Find every line in the listing below that contains the string "building", and copy each of those lines in full. Case counts, so a line matches only if its capitalization is identical.

-- START SUPPLIED MATERIAL --

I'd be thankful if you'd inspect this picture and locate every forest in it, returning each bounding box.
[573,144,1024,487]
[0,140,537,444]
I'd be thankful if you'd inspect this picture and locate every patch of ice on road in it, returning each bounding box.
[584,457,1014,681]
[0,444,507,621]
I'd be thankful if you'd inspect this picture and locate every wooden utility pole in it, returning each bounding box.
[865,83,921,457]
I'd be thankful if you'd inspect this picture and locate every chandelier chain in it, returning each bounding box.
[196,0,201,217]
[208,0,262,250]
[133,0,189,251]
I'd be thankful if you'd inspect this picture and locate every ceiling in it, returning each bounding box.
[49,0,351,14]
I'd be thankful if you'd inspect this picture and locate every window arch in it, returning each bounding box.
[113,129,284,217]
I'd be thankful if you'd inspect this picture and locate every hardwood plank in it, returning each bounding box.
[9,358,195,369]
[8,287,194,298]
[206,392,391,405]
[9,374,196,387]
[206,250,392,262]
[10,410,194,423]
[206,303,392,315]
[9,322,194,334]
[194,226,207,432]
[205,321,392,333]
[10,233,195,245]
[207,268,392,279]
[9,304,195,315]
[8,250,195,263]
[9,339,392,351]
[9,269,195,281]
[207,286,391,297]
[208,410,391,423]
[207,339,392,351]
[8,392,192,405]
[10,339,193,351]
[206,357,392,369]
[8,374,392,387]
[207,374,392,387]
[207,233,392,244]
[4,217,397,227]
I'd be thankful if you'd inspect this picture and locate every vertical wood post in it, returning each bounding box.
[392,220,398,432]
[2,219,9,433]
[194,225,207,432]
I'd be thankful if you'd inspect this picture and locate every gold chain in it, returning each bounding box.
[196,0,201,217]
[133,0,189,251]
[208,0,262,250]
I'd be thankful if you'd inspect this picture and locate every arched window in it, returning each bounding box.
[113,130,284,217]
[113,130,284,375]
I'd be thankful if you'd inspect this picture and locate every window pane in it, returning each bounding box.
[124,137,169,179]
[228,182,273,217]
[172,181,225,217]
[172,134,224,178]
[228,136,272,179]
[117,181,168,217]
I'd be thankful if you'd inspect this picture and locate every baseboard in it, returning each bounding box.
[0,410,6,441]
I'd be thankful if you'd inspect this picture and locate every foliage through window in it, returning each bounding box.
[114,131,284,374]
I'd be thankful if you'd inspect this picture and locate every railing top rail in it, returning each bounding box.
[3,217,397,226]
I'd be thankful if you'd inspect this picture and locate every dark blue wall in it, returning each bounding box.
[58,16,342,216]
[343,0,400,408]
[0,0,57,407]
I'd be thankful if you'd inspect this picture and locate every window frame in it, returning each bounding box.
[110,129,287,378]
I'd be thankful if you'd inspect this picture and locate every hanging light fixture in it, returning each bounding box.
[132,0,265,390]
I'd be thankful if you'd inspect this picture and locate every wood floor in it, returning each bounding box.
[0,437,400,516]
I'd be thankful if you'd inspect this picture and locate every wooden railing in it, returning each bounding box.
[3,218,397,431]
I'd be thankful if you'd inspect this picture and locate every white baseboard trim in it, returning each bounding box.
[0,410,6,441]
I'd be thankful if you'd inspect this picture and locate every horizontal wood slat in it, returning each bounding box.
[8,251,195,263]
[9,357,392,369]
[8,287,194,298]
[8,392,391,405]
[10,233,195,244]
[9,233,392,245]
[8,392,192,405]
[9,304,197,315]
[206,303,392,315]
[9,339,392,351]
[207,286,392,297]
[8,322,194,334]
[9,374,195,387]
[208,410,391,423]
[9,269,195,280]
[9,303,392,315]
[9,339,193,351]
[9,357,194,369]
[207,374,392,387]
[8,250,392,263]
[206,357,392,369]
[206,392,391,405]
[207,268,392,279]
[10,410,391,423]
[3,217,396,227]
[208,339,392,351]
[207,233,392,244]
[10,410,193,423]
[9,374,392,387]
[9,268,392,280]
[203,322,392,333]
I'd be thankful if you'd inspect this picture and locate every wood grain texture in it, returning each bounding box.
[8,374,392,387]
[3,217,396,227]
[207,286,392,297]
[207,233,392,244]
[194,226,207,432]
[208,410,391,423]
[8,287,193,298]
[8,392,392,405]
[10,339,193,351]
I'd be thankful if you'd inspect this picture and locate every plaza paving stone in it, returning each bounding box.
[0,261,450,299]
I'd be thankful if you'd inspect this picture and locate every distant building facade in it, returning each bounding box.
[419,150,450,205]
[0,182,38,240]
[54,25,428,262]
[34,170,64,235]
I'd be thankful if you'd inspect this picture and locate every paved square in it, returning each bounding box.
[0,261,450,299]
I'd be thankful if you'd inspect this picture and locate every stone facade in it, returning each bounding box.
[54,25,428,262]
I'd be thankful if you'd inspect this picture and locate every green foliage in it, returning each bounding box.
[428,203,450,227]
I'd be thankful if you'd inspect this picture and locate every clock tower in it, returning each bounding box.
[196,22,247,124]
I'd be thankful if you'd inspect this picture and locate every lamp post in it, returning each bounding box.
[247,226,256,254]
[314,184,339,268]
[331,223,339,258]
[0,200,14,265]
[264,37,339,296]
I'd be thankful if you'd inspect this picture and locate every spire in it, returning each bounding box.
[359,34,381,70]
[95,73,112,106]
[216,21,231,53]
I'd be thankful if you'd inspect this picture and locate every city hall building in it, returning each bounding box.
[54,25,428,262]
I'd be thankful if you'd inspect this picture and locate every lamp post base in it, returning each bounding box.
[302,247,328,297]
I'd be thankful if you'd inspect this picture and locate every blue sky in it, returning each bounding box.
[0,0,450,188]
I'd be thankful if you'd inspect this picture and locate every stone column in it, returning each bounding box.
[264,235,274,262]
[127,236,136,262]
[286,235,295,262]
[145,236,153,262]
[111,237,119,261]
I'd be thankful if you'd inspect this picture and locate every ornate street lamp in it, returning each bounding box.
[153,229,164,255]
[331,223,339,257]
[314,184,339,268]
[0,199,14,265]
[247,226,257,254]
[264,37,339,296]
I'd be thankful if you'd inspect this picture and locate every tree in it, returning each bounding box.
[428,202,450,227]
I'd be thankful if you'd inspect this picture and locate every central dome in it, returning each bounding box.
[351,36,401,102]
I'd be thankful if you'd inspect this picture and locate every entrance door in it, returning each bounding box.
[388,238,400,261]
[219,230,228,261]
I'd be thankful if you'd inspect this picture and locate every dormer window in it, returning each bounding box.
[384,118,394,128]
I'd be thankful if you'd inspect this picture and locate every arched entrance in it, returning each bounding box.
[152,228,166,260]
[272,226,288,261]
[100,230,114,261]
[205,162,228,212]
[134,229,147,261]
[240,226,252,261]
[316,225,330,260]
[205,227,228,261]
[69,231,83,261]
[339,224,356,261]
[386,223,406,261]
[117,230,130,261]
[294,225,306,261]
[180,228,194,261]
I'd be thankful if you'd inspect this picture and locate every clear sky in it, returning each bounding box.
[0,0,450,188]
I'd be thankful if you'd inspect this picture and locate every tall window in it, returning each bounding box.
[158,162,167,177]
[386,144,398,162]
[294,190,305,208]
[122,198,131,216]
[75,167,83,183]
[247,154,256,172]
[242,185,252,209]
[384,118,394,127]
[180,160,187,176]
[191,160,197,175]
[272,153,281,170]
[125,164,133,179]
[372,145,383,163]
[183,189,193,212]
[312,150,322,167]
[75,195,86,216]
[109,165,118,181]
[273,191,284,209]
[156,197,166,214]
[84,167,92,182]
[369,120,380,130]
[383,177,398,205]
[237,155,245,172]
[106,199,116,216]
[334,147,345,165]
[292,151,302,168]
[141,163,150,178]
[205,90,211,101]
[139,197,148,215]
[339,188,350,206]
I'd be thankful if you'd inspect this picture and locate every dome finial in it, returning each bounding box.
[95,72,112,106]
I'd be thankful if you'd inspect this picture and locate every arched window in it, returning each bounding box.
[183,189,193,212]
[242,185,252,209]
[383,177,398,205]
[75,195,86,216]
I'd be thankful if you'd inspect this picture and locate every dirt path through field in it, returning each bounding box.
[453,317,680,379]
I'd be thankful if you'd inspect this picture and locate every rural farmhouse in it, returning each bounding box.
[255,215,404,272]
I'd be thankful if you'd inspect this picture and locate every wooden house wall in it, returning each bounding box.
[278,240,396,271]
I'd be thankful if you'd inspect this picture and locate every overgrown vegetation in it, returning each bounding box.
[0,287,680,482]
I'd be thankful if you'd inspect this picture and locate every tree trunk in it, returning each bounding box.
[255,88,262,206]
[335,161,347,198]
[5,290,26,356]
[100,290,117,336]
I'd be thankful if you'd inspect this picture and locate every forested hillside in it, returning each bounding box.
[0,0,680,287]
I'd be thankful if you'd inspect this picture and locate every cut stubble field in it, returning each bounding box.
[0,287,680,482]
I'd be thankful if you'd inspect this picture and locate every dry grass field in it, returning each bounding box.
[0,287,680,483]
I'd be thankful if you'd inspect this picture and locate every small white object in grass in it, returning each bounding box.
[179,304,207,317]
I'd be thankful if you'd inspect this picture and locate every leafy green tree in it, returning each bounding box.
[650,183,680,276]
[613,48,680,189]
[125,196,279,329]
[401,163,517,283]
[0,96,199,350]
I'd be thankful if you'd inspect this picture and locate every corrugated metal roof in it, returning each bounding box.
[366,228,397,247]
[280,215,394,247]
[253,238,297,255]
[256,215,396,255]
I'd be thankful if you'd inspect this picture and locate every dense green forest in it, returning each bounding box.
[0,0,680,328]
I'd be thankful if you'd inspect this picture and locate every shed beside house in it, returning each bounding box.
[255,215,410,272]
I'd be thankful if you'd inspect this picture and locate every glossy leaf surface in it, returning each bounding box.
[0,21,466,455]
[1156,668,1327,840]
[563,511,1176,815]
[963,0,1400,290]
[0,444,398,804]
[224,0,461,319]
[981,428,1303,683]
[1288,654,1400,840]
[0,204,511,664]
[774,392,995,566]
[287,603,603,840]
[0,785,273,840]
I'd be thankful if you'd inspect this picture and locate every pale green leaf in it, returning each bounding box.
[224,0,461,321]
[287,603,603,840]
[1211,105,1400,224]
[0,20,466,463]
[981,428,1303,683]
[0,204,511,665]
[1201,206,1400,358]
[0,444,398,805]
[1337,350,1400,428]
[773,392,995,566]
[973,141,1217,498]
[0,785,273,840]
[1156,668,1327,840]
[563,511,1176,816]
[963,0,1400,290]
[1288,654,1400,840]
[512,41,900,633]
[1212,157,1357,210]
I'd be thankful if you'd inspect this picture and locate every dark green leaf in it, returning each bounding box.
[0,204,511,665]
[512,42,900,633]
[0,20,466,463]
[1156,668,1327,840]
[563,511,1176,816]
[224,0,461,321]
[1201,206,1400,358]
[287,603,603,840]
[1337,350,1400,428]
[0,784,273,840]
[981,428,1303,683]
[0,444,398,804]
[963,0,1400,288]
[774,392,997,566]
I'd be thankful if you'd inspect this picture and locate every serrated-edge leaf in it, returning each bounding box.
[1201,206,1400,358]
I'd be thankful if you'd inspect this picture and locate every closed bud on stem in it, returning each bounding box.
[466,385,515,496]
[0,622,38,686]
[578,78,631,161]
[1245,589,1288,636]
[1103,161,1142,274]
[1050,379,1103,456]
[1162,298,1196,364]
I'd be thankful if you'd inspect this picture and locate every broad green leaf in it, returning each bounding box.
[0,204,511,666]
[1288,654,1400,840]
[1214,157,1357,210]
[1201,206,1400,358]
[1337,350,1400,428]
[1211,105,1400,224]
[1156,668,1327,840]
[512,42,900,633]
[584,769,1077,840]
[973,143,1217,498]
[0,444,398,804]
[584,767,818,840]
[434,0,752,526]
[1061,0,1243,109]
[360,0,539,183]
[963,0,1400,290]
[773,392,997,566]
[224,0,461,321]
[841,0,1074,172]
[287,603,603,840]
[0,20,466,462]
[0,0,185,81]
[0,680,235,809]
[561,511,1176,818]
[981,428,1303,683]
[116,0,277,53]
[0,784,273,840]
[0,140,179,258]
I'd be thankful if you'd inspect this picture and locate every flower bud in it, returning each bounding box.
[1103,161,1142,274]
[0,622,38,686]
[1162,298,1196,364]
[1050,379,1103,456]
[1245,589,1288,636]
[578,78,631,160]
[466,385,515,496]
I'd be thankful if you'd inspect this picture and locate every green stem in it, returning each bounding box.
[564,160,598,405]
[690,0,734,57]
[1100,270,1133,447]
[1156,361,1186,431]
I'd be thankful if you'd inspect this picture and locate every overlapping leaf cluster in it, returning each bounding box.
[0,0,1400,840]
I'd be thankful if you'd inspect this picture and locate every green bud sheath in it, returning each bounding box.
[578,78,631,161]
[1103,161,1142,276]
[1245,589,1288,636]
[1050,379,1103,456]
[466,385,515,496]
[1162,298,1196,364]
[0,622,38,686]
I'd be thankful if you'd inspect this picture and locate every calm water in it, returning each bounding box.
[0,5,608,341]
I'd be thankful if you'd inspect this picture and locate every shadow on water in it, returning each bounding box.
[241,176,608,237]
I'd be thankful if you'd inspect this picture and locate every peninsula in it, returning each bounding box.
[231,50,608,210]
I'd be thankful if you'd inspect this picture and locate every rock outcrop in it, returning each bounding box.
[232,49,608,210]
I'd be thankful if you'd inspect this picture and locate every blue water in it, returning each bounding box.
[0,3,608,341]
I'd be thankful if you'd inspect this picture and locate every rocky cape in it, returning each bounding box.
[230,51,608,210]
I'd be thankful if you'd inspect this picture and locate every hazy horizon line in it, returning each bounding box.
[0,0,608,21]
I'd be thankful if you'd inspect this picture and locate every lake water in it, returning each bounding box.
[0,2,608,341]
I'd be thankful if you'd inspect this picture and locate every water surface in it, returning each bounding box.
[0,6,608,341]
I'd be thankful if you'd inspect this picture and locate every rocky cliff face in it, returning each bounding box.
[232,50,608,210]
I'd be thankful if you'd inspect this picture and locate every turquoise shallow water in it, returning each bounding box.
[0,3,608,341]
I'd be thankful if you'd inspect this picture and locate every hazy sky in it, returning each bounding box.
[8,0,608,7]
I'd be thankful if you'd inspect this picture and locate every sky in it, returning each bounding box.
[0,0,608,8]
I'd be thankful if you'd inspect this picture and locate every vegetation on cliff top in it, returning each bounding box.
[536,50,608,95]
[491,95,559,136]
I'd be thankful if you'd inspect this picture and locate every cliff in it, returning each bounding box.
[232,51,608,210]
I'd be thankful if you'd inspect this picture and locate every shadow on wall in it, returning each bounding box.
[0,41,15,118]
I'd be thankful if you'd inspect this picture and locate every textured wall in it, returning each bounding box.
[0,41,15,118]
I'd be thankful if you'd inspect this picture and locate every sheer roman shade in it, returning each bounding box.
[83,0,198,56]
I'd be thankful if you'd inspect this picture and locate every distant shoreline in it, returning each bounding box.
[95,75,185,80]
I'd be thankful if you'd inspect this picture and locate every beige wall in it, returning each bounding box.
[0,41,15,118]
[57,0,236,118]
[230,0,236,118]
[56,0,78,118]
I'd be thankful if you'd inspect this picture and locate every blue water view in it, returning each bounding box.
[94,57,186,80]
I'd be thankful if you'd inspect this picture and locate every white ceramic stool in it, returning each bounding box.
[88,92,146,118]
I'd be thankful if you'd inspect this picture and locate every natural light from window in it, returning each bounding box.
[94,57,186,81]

-- END SUPPLIED MATERIAL --

**FULL OUTPUT**:
I'd be thankful if you'd inspect this picture and locate every distant building facade in it, returning each bounding box.
I'd be thankful if you'd inspect this picture and locate every city hall building in it, returning each bounding box.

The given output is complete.